■ Source extract

REISERFS_DISK_OFFSET_IN_BYTES = (64*1024) = 65536

This superblock is defined in reiserfs_fs_sb.h as the following structure:

struct reiserfs_super_block
{
  __u32 s_block_count;
  __u32 s_free_blocks;                  /* free blocks count    */
  __u32 s_root_block;                   /* root block number    */
  __u32 s_journal_block;                /* journal block number    */
  __u32 s_journal_dev;                  /* journal device number  */

  /* Since journal size is currently a #define in a header file, if 
  ** someone creates a disk with a 16MB journal and moves it to a 
  ** system with 32MB journal default, they will overflow their journal 
  ** when they mount the disk.  s_orig_journal_size, plus some checks
  ** while mounting (inside journal_init) prevent that from happening
  */

/* great comment Chris. Thanks.  -Hans */

  __u32 s_orig_journal_size;
  __u32 s_journal_trans_max ;           /* max number of blocks in a transaction.  */
  __u32 s_journal_block_count ;         /* total size of the journal. can change over time  */
  __u32 s_journal_max_batch ;           /* max number of blocks to batch into a trans */
  __u32 s_journal_max_commit_age ;      /* in seconds, how old can an async commit be */
  __u32 s_journal_max_trans_age ;       /* in seconds, how old can a transaction be */
  __u16 s_blocksize;                    /* block size           */
  __u16 s_oid_maxsize;                  /* max size of object id array, see get_objectid() commentary  */
  __u16 s_oid_cursize;                  /* current size of object id array */
  __u16 s_state;                        /* valid or error       */
  char s_magic[12];                     /* reiserfs magic string indicates that file system is reiserfs */
  __u32 s_hash_function_code;           /* indicate, what hash function is being use to sort names in a directory*/
  __u16 s_tree_height;                  /* height of disk tree */
  __u16 s_bmap_nr;                      /* amount of bitmap blocks needed to address each block of file system */
  __u16 s_version;                      /* I'd prefer it if this was a string,
                                           something like "3.6.4", and maybe
                                           16 bytes long mostly unused. We
                                           don't need to save bytes in the
                                           superblock. -Hans */
  __u16 s_reserved;
  __u32 s_inode_generation;
  char s_unused[124] ;                  /* zero filled by mkreiserfs */
} __attribute__ ((__packed__));

(For those not familiar with the GCC compiler,"__attribute__ ((__packed__))" just means that it is 1-byte aligned).

■ Aim 1
Put the lines of the records from the line containing "like [[227, 66]]." through the line containing "[[135, 174]]" into a JSON list of strings, one string per line, leaving out blank lines.

[Pointing dataset excerpts]
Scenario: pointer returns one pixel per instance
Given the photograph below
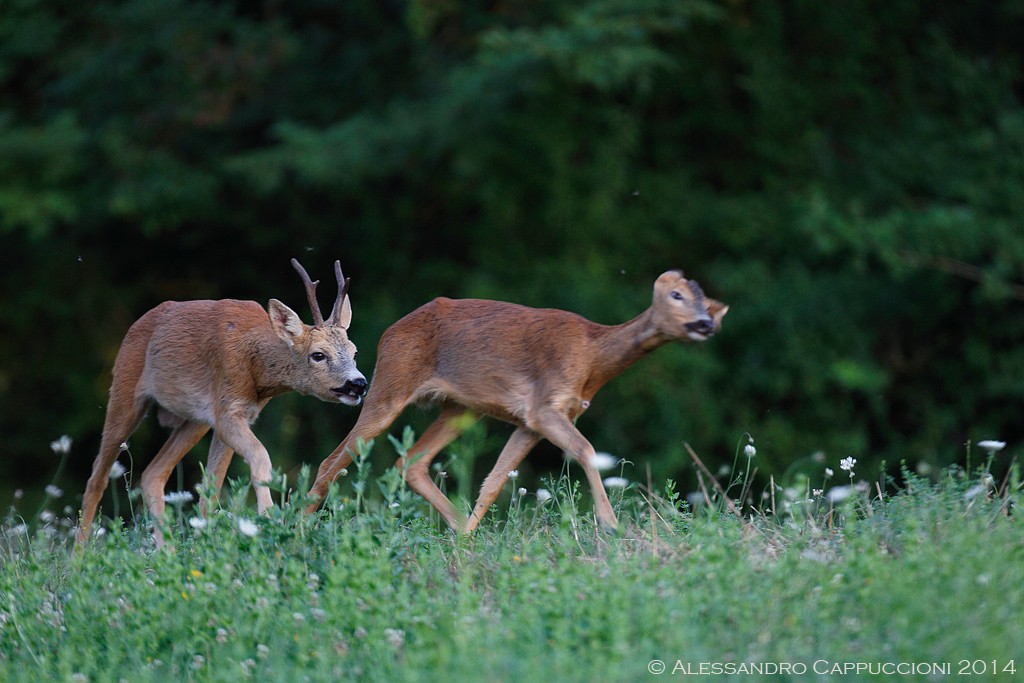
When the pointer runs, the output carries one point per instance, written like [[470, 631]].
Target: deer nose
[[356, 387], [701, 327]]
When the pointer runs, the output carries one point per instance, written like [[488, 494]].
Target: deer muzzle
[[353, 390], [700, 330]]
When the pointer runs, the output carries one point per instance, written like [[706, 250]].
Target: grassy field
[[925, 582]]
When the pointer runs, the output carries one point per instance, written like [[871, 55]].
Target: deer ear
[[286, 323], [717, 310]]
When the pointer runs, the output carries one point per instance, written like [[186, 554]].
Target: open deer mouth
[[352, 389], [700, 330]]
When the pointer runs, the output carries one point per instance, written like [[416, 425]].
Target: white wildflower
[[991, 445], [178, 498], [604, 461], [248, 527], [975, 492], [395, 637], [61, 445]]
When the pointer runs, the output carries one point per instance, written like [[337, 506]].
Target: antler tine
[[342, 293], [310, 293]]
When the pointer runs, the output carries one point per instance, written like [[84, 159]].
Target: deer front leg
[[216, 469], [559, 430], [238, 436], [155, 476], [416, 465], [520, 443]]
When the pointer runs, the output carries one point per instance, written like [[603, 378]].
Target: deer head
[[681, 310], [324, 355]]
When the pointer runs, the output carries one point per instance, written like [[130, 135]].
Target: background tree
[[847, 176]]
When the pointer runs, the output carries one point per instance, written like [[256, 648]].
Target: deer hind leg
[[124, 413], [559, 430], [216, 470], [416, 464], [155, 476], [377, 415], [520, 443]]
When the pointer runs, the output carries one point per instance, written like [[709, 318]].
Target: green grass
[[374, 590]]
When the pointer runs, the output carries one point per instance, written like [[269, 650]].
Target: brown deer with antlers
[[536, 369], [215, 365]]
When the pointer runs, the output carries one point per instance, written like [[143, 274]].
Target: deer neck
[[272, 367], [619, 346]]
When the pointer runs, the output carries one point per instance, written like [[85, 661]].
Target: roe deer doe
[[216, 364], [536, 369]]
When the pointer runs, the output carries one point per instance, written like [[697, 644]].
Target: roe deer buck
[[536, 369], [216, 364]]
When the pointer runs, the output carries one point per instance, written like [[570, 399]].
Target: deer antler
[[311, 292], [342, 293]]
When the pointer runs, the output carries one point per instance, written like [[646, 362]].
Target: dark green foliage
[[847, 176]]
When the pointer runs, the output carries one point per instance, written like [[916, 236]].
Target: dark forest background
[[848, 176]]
...
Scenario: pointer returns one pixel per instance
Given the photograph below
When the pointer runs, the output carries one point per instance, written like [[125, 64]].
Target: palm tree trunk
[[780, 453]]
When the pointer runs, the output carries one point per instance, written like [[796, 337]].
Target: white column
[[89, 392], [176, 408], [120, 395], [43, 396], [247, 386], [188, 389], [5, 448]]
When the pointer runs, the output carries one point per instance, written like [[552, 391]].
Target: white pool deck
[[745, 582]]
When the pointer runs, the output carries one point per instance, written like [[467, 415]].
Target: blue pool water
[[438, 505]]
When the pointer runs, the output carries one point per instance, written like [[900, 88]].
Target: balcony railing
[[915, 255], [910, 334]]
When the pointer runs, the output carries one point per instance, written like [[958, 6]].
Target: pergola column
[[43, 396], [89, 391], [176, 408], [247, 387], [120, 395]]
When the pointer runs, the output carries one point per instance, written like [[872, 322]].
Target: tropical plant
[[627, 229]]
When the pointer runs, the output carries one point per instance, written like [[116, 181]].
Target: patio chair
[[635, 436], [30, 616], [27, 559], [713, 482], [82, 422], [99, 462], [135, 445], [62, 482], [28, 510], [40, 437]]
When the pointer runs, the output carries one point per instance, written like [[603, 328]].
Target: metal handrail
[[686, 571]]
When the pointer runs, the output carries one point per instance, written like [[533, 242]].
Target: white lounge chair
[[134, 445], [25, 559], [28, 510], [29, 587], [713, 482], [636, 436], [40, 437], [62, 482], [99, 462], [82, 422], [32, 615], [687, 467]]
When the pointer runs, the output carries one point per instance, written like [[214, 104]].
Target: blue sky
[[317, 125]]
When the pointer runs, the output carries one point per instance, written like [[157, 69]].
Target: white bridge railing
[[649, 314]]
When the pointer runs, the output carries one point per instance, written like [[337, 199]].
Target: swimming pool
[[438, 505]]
---
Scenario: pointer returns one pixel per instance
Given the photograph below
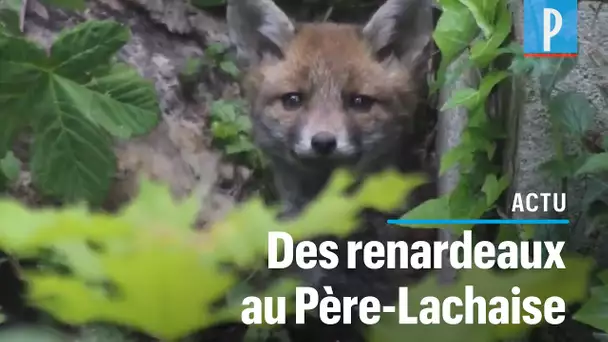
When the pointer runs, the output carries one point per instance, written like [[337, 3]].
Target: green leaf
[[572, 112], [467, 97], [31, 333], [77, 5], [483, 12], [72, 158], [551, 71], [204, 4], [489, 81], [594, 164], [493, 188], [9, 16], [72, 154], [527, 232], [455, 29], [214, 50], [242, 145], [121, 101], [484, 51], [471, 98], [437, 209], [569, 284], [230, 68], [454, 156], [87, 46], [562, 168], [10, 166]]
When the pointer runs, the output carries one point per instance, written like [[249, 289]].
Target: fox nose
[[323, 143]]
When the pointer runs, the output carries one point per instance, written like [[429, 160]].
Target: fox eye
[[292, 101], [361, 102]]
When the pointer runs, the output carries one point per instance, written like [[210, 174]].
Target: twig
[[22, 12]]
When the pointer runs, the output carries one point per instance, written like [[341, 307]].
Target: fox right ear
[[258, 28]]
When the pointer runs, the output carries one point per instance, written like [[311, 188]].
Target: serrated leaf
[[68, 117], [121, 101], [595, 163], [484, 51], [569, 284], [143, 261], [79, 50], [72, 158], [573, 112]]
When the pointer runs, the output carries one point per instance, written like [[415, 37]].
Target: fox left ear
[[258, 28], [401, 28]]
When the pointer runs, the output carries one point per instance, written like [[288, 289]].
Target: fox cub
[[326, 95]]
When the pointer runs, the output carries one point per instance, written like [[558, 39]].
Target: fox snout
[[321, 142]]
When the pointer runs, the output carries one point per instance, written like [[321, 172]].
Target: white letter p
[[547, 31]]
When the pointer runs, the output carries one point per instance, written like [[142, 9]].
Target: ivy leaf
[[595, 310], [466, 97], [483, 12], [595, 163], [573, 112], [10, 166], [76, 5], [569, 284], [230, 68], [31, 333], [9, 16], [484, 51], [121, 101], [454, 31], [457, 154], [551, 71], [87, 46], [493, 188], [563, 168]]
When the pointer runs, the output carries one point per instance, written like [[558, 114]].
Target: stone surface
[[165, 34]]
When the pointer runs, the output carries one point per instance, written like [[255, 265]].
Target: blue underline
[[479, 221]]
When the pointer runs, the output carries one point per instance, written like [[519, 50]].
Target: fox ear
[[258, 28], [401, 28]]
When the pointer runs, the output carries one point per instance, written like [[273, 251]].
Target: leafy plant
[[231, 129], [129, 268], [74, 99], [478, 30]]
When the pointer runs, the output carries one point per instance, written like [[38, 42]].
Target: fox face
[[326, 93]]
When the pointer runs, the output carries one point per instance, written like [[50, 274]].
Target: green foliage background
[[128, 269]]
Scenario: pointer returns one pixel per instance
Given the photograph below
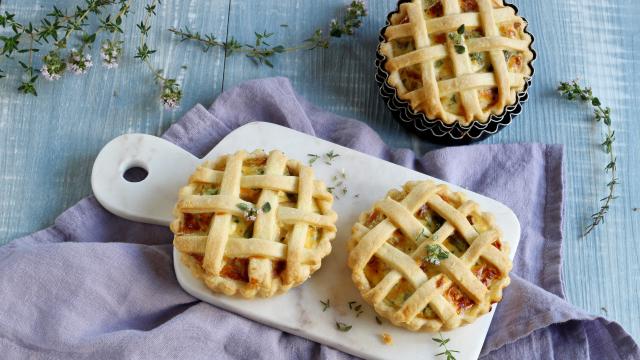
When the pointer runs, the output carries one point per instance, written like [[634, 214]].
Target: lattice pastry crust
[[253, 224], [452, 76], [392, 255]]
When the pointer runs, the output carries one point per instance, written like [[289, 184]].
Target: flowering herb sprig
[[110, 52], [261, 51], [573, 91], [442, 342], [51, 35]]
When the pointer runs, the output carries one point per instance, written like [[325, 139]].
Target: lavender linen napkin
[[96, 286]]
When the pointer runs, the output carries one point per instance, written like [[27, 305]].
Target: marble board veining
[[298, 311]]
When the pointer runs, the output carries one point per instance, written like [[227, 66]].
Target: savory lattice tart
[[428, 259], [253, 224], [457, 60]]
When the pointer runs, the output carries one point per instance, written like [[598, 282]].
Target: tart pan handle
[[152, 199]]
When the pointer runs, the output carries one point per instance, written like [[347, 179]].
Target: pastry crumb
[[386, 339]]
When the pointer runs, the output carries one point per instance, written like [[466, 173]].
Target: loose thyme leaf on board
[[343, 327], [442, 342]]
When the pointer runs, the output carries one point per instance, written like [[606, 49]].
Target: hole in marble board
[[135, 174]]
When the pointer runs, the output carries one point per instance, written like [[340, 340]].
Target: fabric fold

■ Aim 2
List every field in the reiserfs superblock structure that is declared with the type __u16.

■ Written answer 1
[
  "When the pointer runs, the output carries one point per instance, written like [[227, 66]].",
  "Target: savory lattice tart",
  "[[428, 259], [253, 224], [457, 60]]",
  "When the pointer runs, the output carries one point per instance, written like [[598, 282]].",
  "Target: tart pan handle",
  "[[152, 199]]",
  "When the pointer runs, the output carries one point per instance, written like [[347, 179]].",
  "Target: pastry crumb",
  "[[386, 339]]",
  "When the pointer runs, the output carries one point per instance, written like [[466, 173]].",
  "Target: loose thyme leaf on board",
  "[[343, 327], [442, 342]]",
  "When the pointer runs, the output carries one point per instance, written like [[606, 49]].",
  "Target: hole in marble board",
  "[[135, 174]]"
]

■ Written answer 2
s_blocksize
s_oid_maxsize
s_oid_cursize
s_state
s_tree_height
s_bmap_nr
s_version
s_reserved